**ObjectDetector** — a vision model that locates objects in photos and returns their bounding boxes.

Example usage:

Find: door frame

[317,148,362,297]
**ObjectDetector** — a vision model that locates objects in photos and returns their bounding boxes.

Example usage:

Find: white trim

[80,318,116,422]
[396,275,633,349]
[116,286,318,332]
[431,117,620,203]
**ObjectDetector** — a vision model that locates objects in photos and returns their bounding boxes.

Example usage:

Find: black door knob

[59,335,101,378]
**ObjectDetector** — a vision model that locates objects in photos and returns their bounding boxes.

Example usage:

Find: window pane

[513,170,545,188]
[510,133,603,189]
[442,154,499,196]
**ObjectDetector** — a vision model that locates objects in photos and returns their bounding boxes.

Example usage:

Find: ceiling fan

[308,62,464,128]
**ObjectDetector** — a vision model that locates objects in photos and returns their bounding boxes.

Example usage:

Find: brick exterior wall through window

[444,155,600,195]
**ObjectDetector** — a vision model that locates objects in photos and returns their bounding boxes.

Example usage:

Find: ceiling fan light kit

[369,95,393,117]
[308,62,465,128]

**To be done**
Please return every line above that contains the word "door", copying each one in full.

**Result for this task**
Find: door frame
Find: black door knob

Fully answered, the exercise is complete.